* WRITTEN TASK
Repeat the records below word for word, but start at the line that contains "Task: locate the yellow sign", stop after the last line, and include nothing else.

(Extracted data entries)
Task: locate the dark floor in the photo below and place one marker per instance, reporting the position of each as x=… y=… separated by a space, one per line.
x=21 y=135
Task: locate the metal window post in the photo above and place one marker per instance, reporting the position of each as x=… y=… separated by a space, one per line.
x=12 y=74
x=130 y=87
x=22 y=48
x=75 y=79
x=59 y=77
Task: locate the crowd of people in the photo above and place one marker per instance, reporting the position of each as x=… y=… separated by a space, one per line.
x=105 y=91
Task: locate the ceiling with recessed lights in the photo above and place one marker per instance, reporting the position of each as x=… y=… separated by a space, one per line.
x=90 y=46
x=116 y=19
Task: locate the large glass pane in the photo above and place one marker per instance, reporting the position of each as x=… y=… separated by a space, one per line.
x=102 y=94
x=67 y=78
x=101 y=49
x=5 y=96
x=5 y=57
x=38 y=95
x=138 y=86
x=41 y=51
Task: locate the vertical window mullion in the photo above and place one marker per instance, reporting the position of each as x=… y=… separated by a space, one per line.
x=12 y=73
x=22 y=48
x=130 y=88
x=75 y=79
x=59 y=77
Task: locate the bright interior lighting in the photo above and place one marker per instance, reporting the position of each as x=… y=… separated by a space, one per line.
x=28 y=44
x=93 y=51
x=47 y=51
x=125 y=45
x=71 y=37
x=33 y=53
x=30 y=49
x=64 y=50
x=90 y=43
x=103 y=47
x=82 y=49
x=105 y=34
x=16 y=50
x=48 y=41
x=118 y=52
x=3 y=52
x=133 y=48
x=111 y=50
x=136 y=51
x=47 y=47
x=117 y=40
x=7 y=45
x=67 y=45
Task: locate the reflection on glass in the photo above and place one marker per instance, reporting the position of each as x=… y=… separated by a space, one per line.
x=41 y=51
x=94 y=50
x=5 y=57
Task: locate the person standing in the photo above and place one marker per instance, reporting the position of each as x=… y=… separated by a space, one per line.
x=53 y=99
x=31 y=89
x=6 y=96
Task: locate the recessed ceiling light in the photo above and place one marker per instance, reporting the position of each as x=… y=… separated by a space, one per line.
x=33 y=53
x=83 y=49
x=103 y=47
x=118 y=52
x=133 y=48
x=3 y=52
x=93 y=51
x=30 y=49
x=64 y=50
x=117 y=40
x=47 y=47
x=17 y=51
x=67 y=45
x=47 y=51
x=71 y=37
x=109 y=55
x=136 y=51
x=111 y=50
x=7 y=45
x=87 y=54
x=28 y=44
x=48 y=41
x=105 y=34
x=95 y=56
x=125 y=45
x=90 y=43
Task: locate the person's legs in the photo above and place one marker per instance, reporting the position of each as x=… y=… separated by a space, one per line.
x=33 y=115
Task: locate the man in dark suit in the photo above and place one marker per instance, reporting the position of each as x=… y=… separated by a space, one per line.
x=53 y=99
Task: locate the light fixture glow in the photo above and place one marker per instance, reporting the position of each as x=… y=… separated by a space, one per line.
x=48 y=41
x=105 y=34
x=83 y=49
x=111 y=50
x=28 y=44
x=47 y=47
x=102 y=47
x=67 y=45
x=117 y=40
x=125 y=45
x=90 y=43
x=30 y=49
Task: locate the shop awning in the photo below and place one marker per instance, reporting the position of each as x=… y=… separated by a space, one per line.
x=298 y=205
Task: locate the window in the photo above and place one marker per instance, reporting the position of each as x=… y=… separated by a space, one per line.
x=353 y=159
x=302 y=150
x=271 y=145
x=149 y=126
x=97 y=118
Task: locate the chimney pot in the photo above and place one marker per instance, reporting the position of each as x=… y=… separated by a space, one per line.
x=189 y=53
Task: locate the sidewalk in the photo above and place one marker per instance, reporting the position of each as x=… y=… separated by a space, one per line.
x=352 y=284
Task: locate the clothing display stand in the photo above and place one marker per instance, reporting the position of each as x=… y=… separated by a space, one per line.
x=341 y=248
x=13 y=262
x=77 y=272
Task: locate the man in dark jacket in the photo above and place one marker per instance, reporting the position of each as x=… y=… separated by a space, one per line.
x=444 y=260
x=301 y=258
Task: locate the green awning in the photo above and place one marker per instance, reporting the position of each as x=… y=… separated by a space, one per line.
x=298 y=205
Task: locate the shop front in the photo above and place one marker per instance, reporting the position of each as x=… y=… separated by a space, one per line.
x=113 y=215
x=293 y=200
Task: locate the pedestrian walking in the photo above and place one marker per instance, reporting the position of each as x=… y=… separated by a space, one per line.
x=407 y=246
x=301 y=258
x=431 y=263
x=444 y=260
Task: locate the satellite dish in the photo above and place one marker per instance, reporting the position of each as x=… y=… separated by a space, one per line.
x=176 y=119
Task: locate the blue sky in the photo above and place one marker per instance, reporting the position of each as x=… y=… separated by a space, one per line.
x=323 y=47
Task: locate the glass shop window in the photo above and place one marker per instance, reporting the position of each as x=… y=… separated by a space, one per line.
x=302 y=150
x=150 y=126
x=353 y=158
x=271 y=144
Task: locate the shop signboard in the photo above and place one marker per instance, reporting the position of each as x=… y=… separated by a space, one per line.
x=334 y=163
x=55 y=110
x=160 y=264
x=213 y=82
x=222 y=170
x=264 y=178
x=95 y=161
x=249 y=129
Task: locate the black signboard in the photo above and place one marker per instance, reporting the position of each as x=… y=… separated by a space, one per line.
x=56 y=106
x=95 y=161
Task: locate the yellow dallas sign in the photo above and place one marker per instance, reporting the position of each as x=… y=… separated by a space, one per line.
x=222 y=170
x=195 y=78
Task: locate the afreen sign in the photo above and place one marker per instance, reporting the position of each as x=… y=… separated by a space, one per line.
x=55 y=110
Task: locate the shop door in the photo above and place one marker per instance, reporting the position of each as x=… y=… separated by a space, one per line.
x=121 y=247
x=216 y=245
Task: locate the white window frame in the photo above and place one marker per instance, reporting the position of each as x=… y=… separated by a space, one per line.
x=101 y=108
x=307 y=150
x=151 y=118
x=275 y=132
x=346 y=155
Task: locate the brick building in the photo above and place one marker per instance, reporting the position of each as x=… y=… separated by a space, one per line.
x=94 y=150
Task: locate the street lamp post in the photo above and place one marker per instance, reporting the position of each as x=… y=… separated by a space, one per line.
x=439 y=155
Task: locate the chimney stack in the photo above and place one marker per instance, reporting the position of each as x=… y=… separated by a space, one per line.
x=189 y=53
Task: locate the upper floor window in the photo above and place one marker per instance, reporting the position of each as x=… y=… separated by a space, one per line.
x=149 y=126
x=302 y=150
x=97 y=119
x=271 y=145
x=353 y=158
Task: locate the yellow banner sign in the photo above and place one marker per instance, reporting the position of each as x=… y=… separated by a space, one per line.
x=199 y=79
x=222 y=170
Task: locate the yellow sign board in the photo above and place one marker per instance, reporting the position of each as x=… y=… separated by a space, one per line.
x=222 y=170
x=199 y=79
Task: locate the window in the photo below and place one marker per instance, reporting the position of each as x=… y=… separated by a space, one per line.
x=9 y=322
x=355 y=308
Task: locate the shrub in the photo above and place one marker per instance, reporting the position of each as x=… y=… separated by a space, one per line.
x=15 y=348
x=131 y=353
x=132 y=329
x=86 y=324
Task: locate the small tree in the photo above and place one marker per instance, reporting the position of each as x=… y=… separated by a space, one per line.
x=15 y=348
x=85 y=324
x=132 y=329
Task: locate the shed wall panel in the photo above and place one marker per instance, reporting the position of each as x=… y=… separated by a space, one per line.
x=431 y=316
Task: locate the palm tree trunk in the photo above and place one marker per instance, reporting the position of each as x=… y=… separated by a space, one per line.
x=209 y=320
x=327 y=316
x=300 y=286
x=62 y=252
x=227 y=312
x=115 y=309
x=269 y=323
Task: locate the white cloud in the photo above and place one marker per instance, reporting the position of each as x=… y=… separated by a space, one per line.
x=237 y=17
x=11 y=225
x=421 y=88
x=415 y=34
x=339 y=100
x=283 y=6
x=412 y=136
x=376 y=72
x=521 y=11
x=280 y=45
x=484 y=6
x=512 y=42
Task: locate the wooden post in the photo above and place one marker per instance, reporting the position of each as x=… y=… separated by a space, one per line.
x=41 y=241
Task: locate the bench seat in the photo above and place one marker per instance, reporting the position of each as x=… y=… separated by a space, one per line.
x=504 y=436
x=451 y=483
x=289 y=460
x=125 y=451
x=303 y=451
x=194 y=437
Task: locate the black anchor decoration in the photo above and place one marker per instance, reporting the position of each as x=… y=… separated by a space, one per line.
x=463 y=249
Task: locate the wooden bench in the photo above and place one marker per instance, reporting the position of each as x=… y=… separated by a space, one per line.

* THE OUTPUT
Task: locate the yellow sign board in the photo above and place one marker per instance, reporting the position of each as x=… y=… separated by a space, one per line.
x=222 y=170
x=199 y=79
Task: locate the window in the photo below and place one marker per instance, reporting the position of each as x=… y=… separated by a space, one per line.
x=9 y=322
x=355 y=308
Task: locate the shrub in the photo above and place one marker per instance, reporting the position of each as x=… y=… separated by a space, one per line.
x=15 y=348
x=131 y=353
x=132 y=329
x=86 y=324
Task: locate the small tree in the photo above and place one marker per instance, reporting the position of each as x=… y=… separated by a space, one per line.
x=15 y=348
x=85 y=324
x=132 y=329
Task: locate the shed wall panel in the photo above and place one marker per instance, reporting the position of each as x=… y=… separated by a space, one per line.
x=431 y=316
Task: locate the palm tree trunk in the photo above and place one marker per instance, reporting the position of each as x=… y=… separated by a space, one per line.
x=209 y=320
x=327 y=316
x=300 y=286
x=62 y=252
x=227 y=312
x=115 y=309
x=269 y=323
Task: locate the white cloud in the photo above and place one marker per instance, reporting the position of each as x=… y=… separated by a space, one per line.
x=237 y=17
x=11 y=225
x=421 y=88
x=415 y=34
x=339 y=100
x=283 y=6
x=412 y=136
x=376 y=72
x=521 y=11
x=280 y=45
x=484 y=6
x=512 y=42
Task: locate the wooden post in the photo above and place one marker per instance, reporting the position of each as x=… y=… separated by a space, one per line.
x=41 y=241
Task: locate the bench seat in the photo above and place one marker per instance, reporting the position of each as x=… y=… separated by a space, one per line.
x=504 y=436
x=451 y=483
x=289 y=460
x=125 y=451
x=303 y=451
x=194 y=437
Task: locate the black anchor decoration in the photo above and place one marker per instance, reporting the position of each as x=… y=… separated by a space, one per line.
x=463 y=249
Task: locate the wooden bench in the photo above and place one marker per instance, reporting the position of each as x=… y=… separated by a space, one per line.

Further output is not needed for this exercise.